■ **ACTIVITY**: Find every line in the data below that contains the string "positive", matching case exactly, and copy each of those lines in full.

■ **DATASET RECORDS**:
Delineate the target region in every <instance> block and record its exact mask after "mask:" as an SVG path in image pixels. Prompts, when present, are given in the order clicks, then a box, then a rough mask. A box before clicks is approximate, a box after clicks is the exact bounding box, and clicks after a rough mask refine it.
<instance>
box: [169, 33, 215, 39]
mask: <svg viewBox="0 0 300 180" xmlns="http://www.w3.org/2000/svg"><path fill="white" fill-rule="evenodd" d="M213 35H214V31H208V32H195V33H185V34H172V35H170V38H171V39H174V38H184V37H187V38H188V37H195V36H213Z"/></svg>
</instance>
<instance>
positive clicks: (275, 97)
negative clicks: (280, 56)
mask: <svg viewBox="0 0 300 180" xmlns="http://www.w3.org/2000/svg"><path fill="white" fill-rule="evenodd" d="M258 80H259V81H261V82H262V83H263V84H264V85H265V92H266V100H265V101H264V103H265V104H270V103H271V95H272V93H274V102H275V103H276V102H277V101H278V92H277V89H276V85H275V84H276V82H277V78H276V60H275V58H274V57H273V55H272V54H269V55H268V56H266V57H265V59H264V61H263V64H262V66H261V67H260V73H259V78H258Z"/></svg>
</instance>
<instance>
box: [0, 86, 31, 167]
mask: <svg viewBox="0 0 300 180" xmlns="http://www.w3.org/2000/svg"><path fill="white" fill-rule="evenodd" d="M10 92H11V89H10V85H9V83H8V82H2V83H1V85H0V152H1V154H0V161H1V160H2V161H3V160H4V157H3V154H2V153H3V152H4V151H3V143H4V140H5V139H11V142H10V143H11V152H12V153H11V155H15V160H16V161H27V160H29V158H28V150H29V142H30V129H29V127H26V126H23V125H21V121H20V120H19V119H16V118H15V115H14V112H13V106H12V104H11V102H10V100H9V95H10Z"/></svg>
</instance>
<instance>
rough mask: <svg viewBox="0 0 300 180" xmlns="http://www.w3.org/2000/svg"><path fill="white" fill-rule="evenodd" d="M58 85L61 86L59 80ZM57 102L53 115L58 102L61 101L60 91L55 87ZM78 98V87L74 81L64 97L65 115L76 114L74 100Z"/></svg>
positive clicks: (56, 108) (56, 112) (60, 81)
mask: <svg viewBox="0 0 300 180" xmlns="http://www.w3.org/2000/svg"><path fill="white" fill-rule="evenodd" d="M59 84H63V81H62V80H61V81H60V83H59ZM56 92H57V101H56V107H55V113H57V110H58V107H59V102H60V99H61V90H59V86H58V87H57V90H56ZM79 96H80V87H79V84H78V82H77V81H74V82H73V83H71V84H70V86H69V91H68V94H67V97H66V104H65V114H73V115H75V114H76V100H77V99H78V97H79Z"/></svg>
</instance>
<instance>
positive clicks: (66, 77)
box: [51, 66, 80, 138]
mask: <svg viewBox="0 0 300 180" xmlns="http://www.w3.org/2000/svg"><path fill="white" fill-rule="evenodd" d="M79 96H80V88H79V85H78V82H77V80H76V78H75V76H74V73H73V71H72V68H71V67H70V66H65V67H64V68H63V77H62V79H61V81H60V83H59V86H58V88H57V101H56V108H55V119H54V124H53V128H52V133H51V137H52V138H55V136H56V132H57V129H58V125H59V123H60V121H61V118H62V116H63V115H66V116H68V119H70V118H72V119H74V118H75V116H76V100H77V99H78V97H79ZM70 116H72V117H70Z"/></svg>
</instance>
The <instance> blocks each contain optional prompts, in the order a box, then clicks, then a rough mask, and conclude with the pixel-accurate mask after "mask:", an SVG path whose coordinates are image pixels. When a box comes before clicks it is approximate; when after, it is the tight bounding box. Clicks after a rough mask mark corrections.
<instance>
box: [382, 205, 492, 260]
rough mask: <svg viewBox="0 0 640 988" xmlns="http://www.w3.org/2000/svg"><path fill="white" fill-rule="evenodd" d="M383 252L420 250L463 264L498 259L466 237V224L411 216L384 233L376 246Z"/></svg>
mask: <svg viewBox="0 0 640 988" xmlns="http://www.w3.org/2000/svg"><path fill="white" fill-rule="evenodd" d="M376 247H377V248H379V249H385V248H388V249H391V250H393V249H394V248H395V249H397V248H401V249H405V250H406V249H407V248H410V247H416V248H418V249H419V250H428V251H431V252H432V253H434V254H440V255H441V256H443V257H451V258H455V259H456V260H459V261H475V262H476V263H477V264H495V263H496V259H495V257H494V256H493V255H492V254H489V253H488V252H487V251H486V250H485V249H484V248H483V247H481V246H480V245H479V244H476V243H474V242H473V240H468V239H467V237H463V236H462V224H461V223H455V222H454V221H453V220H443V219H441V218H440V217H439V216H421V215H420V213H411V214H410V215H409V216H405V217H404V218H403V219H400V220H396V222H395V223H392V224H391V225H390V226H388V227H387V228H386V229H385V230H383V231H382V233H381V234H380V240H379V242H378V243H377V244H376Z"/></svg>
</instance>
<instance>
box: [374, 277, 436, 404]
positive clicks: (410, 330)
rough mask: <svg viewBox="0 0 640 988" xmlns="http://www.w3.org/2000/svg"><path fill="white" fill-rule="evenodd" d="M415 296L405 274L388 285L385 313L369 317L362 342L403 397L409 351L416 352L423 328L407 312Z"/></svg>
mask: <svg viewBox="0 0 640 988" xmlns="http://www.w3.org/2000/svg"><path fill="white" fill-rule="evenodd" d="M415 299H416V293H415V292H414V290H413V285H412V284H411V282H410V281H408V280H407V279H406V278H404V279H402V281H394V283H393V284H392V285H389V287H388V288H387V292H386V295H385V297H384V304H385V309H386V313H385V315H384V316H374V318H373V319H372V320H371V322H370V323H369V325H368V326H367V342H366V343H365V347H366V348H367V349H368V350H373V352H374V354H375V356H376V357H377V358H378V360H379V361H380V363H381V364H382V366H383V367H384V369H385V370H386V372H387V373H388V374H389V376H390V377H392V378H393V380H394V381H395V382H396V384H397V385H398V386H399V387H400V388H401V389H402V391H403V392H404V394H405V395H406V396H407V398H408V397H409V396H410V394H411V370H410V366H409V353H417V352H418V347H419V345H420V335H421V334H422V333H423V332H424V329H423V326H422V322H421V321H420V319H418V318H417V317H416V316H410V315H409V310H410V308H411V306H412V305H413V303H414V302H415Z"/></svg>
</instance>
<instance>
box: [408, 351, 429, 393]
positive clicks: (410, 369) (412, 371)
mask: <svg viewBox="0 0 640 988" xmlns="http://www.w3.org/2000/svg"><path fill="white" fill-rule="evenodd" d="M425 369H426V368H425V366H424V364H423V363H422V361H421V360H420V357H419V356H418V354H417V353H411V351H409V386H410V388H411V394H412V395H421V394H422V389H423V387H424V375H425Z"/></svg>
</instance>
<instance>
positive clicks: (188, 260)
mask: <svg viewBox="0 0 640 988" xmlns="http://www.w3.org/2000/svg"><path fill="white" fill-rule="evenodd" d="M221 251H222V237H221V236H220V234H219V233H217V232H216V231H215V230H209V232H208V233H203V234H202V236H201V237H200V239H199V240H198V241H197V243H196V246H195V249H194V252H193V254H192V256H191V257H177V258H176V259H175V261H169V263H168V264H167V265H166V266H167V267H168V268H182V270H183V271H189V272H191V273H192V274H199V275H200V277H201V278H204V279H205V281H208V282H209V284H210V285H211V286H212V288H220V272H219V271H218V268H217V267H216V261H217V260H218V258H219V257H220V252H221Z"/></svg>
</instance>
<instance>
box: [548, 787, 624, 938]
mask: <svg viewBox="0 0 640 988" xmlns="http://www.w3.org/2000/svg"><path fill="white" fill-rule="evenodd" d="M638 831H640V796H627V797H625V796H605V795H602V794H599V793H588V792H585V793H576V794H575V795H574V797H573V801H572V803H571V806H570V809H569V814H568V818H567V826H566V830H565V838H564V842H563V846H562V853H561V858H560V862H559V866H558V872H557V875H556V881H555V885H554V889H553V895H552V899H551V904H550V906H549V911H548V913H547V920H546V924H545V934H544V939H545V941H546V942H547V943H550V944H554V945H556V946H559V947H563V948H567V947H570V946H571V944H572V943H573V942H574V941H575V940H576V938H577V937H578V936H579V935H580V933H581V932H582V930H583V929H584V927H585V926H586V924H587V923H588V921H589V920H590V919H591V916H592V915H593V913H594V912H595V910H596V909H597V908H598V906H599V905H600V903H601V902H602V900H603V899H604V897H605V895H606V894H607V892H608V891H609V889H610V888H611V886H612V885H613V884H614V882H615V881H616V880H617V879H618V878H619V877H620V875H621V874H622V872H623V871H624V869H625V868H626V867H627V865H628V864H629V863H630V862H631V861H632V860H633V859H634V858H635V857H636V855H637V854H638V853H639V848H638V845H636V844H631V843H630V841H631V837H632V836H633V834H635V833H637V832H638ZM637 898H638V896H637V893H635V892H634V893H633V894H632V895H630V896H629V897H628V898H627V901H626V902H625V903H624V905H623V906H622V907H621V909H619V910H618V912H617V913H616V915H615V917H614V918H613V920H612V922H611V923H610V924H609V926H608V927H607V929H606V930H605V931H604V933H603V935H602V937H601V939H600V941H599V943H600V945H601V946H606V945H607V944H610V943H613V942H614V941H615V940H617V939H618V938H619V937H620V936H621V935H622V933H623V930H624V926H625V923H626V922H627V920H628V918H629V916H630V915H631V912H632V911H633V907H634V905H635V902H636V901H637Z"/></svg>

■ **THE COMPLETED TASK**:
positive clicks: (275, 97)
positive clicks: (56, 108) (56, 112) (60, 81)
positive clicks: (66, 77)
positive clicks: (410, 330)
positive clicks: (410, 369) (412, 371)
positive clicks: (188, 260)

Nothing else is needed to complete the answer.